## List of tasks
A - Write out the part of the article on the Kavanaugh accusation between "For a week, a" and "account was truthful.", inclusive.
B - According to the article on the Kavanaugh accusation, why is it now possible to look at supporting or conflicting accounts?
── Text shown ──
For a week, a scandal has grown over an anonymous accusation against Supreme Court nominee Brett Kavanaugh. I previously wrote about the unfairness of this last minute accusation from an unnamed law professor who declined to be named. Moreover, the underlying letter has been in the possession of Democrats since July. Now, the mystery is over: Palo Alto University professor Christine Blasey Ford has come forward to say that she is indeed the accuser of Kavanaugh. It appears that the earlier leaks and media reports that this was a Stanford law professor were untrue. She is shown here from her high school yearbook picture. Notably, her lawyer has said that she passed a polygraph examination that found her account was truthful.
The alleged attack occurred when Ford went upstairs to use the bathroom at a party with four or so people that was held in Maryland. That is when she said that Kavanaugh grabbed her and forced her into a bedroom. Ford is quoted in The Washington Post that she had feared Kavanaugh “might inadvertently kill” her while he was holding her down on the bed and groping her in 1982. She says that another boy watched as Kavanaugh tried to rape her.
She said that she tried to cry out but Kavanaugh had turned the music up at the party and closed the door. She said that her opportunity arose when a friend of Kavanaugh came into the room and jumped on both of them. That friend is Mark Judge, a writer who categorically denies that the incident occurred as does Kavanaugh himself. Judge referred to the account as s “absolutely nuts.”
Ford says that she did discuss the alleged attempted rape in couples therapy with her husband about five years ago. Russell Ford has supported that account.
Ford says that she was traumatized for years by the experience. However, there is no indication that she ever made a formal compliant to the police or previously raised the issue during Kavanaugh’s prior confirmation hearings. There remains the question of why Ford did not go public earlier when Kavanaugh was nominated for the D.C. Circuit or why she wanted Congress to know about the allegation but said that she did not want to go come forward herself. Ford is an established academic who would clearly be supported in coming forward to report an attempted rape.
Now that the identity of the accuser is known, it will be possible to look at supporting or conflicting accounts. Did she share the allegation of an attempted rape with friends at the time? Is there any record of seeking medical assistance or injuries? She says that she called a government official about reporting the incident at the time but there does not appear to be a record. She also said that she received medical attention, but again produced no record.
───
── Data section ──
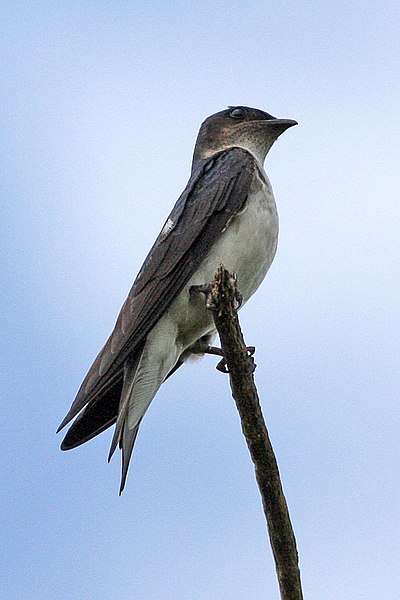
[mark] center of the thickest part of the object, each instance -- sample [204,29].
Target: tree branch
[241,367]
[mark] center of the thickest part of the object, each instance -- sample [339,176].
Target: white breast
[248,244]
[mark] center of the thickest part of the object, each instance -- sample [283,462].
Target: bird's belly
[246,247]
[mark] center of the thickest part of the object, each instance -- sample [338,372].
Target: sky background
[100,107]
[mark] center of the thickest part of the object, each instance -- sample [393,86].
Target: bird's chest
[248,244]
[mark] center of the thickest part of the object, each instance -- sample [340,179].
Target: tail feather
[98,415]
[130,369]
[126,443]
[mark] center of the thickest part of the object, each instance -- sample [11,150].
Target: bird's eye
[238,113]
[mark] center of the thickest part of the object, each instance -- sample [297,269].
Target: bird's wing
[215,193]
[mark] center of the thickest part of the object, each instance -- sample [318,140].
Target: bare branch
[223,295]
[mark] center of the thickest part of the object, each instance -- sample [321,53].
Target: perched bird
[226,214]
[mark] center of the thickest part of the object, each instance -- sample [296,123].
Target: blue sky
[101,104]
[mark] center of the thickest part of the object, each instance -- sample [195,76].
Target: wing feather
[217,190]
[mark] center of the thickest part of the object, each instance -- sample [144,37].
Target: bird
[225,215]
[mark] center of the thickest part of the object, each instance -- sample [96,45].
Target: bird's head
[239,126]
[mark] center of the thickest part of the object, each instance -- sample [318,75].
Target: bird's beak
[280,124]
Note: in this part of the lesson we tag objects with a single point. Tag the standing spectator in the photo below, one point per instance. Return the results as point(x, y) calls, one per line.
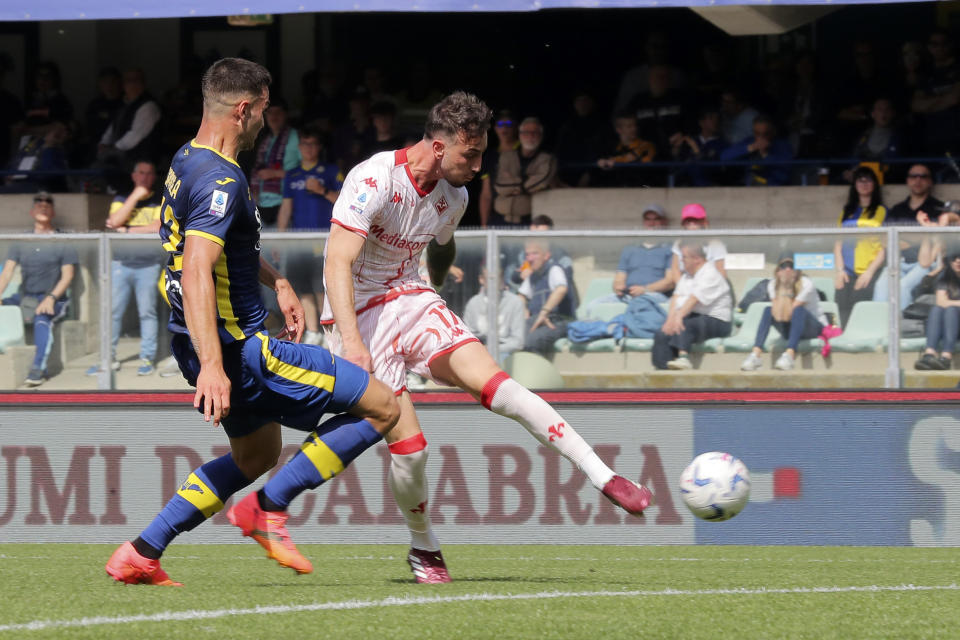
point(943, 323)
point(520, 174)
point(46, 272)
point(858, 262)
point(135, 270)
point(767, 150)
point(277, 153)
point(134, 132)
point(794, 311)
point(701, 308)
point(546, 293)
point(309, 192)
point(916, 258)
point(937, 99)
point(738, 116)
point(511, 329)
point(631, 148)
point(505, 126)
point(693, 217)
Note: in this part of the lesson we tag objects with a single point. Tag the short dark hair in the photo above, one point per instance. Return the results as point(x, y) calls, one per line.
───
## Results of the exercise
A -
For a week, a scandal has grown over an anonymous accusation against Supreme Court nominee Brett Kavanaugh. I previously wrote about the unfairness of this last minute accusation from an unnamed law professor who declined to be named. Moreover, the underlying letter has been in the possession of Democrats since July. Now, the mystery is over: Palo Alto University professor Christine Blasey Ford has come forward to say that she is indeed the accuser of Kavanaugh. It appears that the earlier leaks and media reports that this was a Stanford law professor were untrue. She is shown here from her high school yearbook picture. Notably, her lawyer has said that she passed a polygraph examination that found her account was truthful.

B - It is now possible because the accuser's identity is known. Christine Blasey Ford has come forward as the accuser, so her allegation can be checked against other accounts.